It may sound like an easy question but the answer will surprise you! Live interview with BBC Radio Oxford.

Image credit: Thurner Hof

Maths, but not as you know it…

It may sound like an easy question but the answer will surprise you! Live interview with BBC Radio Oxford.

Image credit: Thurner Hof

Cast your mind back to the summer of 2018… we saw the warmest ever weather in the UK, Brexit was not *yet* a complete and utter disaster, and seemingly against all the odds the England football team reached the semi-finals of the World Cup for the first time since 1990. No doubt the team had a huge celebration together afterwards – but it wouldn’t be the first time that two of them have celebrated an occasion at the same time. As well as playing together at the heart of England’s defence, Manchester City duo Kyle Walker and John Stones also share the same birthday! Stones was born on 28^{th} May 1994, making him 24 years old; Walker was born on the same day in 1990, meaning that he is exactly four years older than his teammate. How strange! Or is it…?

On the face of it, it seems quite surprising that in an England squad of just 23 players, two of them happen to share a birthday. However, as we’re about to see, this isn’t a freakish coincidence – maths says that it’s quite likely! What we’re talking about here is commonly known as the birthday problem: if there are a group of people of a certain size, what is the likelihood that at least two of them have the same birthday?

Let’s start by saying that we have a group of N people, and assume that birthdays are equally likely on every day of the year. (There is some evidence to suggest that this isn’t the case for top athletes; some say that they tend to be born early in the school year, such as around September in England. This is because they are slightly older than the other children in the year, and so they have a slight head-start in their physical development. However, we don’t want to make things too complicated, so we’ll ignore that for now.)

◆ **Given problem**
Using the birthday problem article, answer each question briefly.
(a) On what date was John Stones born?
(b) How many players does the article give for the England squad?
(c) Around which month do some say top athletes in England tend to be born?

◆ **Information provided**
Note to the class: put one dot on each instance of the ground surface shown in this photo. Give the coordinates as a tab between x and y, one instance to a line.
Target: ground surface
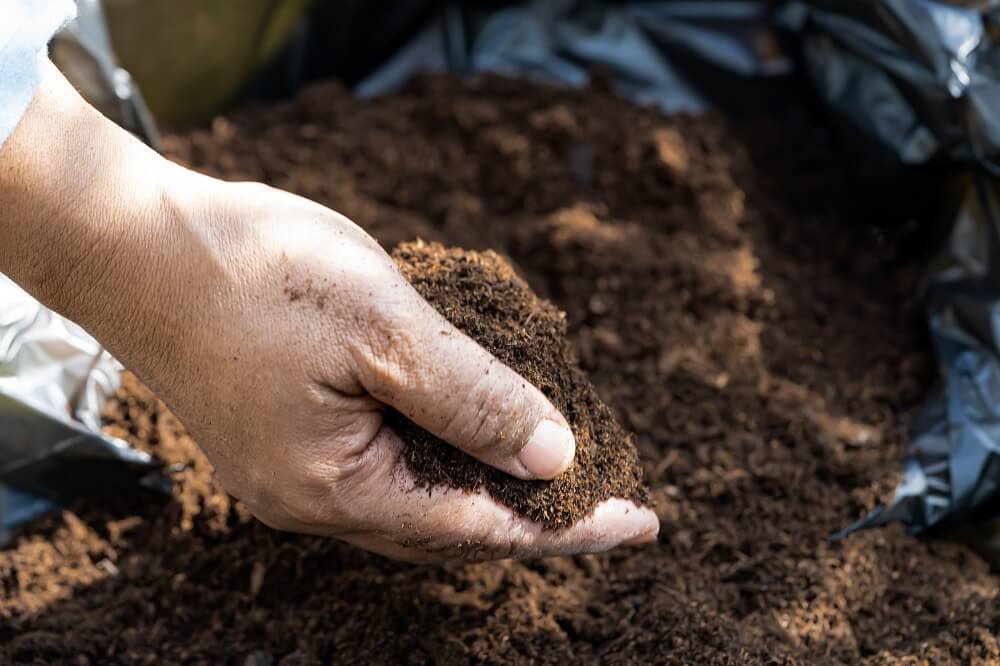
480	294
766	367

◆ **Completed exercise**
(a) 28 May 1994
(b) 23
(c) September